Esto nos lo contaban en la escuela y muy poco más en la Universidad. No dejaba de ser una afrenta que la Santa Alianza –Rusia, Prusia y Austria- más Francia y otros países europeos reunidos en el Congreso de Verona, exceptuando a Inglaterra que se había abstenido, lograsen la bendición papal para formar el Ejército que terminara con las veleidades liberales tan contrarias a la Restauración de las monarquías absolutas europeas.

El ejército español y sus guerrillas resistieron en difíciles condiciones y el gobierno obligó al rey, que aguardaba ansioso a los invasores, a retirarse a Cádiz, donde los constitucionalistas esperaban con la ayuda británica derrotar al ejército aliado. Los ingleses no aparecieron y la batalla y toma de El Trocadero (31-8-1823) decidió la suerte de la contienda, la liberación de Fernando VII y el comienzo de la llamada “década ominosa” con el fin de la Constitución, las libertades, la despiadada ejecución de Riego, arrastrado y ahorcado en la madrileña Plaza de la Cebada, y la represión de todo lo que oliera a libertad y progreso.

Mucho se ha hablado de cómo estos acontecimientos influyeron en el destino del país y no es esta ocasión ni lugar para hablar de la historia de España. Sí de un oficial francés, Clerjon de Champagny, que formando parte del ejército invasor y acompañando al Duque de Angulema, su general y a todo el estado mayor, recorrió el país, empezando por el País Vasco, atravesando las dos Castillas, Extremadura y Andalucía de Oeste a Este, sin que sepamos cuándo ni cómo regresara a Francia.

────────────────────

:: Actividades ::
**A)** Indica si cada afirmación concuerda con el texto sobre la intervención de la Santa Alianza en España. Responde sí o no y cita literalmente las palabras que lo deciden. (i) Inglaterra se sumó a los países reunidos en el Congreso de Verona para formar el ejército. (ii) Riego fue ahorcado en una plaza de Madrid. (iii) Clerjon de Champagny recorrió Andalucía de Oeste a Este.
**B)** Según el texto sobre la intervención de la Santa Alianza en España, ¿adónde obligó el gobierno a retirarse al rey?
**C)** Prolonga el texto sobre la intervención de la Santa Alianza en España a partir de su última oración.
Las filas constituyen un material aparte, sin relación con el texto de lectura.

────────────────────

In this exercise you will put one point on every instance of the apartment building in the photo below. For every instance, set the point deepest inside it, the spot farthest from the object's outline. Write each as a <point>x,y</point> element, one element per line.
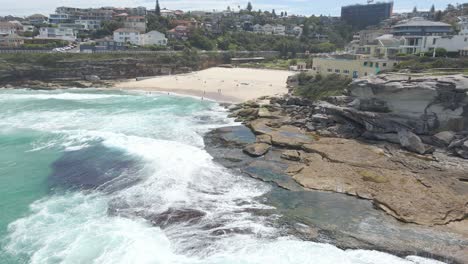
<point>352,68</point>
<point>136,23</point>
<point>127,35</point>
<point>62,33</point>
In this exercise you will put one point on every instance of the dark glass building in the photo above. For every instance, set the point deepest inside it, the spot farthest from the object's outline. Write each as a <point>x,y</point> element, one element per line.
<point>361,16</point>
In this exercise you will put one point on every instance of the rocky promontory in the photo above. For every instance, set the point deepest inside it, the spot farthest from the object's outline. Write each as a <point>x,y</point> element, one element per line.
<point>397,142</point>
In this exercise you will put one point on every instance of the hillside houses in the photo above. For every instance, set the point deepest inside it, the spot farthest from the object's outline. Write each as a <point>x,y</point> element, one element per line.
<point>135,37</point>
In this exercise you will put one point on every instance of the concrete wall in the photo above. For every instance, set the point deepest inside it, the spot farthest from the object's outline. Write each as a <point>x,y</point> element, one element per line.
<point>351,68</point>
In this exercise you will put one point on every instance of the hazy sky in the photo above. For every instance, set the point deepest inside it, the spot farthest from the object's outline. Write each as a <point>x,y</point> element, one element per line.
<point>303,7</point>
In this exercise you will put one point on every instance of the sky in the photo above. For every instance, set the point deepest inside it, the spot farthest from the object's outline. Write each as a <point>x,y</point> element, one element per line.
<point>301,7</point>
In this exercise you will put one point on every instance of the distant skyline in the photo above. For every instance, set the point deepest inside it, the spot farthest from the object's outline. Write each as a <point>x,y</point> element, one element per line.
<point>300,7</point>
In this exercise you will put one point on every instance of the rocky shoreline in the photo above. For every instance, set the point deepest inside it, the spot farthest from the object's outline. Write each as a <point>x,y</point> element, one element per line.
<point>397,144</point>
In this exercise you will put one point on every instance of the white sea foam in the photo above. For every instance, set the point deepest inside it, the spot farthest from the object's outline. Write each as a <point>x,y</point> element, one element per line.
<point>57,96</point>
<point>76,227</point>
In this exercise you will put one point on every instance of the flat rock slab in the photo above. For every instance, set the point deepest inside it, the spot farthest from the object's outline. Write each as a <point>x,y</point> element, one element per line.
<point>257,149</point>
<point>347,166</point>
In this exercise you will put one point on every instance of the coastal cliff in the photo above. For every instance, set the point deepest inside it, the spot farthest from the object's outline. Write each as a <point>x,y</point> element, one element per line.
<point>395,141</point>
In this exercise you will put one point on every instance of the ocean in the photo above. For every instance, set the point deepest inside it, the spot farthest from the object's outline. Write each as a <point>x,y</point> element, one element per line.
<point>92,176</point>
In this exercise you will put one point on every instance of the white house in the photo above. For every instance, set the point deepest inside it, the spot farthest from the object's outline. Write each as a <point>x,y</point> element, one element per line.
<point>297,30</point>
<point>89,24</point>
<point>268,29</point>
<point>463,25</point>
<point>136,22</point>
<point>127,35</point>
<point>62,33</point>
<point>258,28</point>
<point>153,38</point>
<point>279,30</point>
<point>7,28</point>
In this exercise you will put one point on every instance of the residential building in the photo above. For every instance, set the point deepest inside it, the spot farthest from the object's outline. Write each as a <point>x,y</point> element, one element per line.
<point>464,52</point>
<point>366,15</point>
<point>11,41</point>
<point>168,13</point>
<point>179,32</point>
<point>59,19</point>
<point>353,68</point>
<point>297,31</point>
<point>28,28</point>
<point>368,37</point>
<point>268,29</point>
<point>192,23</point>
<point>70,14</point>
<point>88,24</point>
<point>105,44</point>
<point>463,25</point>
<point>279,30</point>
<point>37,19</point>
<point>7,28</point>
<point>62,33</point>
<point>153,38</point>
<point>136,22</point>
<point>127,35</point>
<point>257,28</point>
<point>18,25</point>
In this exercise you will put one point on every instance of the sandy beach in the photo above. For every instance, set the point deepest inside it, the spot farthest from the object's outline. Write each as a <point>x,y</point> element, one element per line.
<point>220,84</point>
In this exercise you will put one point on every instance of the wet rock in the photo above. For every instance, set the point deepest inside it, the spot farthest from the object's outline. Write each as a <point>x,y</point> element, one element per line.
<point>389,137</point>
<point>246,112</point>
<point>92,78</point>
<point>257,149</point>
<point>292,155</point>
<point>411,141</point>
<point>175,216</point>
<point>422,196</point>
<point>264,139</point>
<point>444,138</point>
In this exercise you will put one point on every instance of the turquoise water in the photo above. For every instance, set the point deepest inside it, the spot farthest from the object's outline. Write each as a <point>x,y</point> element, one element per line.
<point>89,176</point>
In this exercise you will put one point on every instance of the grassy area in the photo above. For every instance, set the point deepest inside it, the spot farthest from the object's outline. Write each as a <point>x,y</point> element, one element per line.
<point>318,87</point>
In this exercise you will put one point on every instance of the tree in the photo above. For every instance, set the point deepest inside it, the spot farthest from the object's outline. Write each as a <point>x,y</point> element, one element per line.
<point>249,7</point>
<point>157,10</point>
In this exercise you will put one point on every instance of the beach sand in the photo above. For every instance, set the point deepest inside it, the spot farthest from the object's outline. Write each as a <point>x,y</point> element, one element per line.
<point>221,84</point>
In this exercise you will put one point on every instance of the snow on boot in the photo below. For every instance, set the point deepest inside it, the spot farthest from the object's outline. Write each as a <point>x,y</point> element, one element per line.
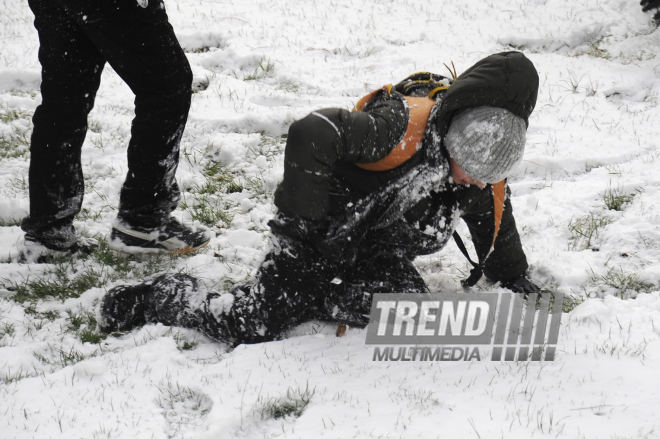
<point>122,308</point>
<point>173,238</point>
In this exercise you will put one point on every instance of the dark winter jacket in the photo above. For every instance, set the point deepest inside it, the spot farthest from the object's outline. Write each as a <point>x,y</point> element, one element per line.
<point>412,208</point>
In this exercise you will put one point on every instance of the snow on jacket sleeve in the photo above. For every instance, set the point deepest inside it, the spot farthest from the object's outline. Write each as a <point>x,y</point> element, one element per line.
<point>507,261</point>
<point>328,137</point>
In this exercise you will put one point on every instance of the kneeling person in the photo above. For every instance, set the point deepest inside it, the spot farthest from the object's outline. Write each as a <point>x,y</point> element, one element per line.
<point>363,194</point>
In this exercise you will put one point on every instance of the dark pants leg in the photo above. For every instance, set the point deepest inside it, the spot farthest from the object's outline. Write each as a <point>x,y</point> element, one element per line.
<point>294,284</point>
<point>71,73</point>
<point>77,38</point>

────────────────────

:: Soluciones ::
**A)** (i) No: «exceptuando a Inglaterra que se había abstenido». (ii) Sí: «arrastrado y ahorcado en la madrileña Plaza de la Cebada». (iii) Sí: «atravesando las dos Castillas, Extremadura y Andalucía de Oeste a Este».

**B)** A Cádiz.

**C)**
Este ilustrado militar publicó en 1829 una especie de cuaderno de viaje con 40 magníficos dibujos de personajes con los que fue encontrándose en su periplo, más un comentario acerca de los mismos y el contexto en el que fueron retratados. Son, generalmente, tres o cuatro párrafos y en cada uno de ellos quedamos deseosos de que nos hubiera contado mucho más. La variedad de los atuendos, la descacharrada belleza –hoy casi siempre arrasada- de tantos lugares, el patio de Monipodio de una España tan arcaica como desorganizada y diversa nos hacen añorar que la información acerca de aquellos pueblos y gentes fuera hoy más completa y profunda.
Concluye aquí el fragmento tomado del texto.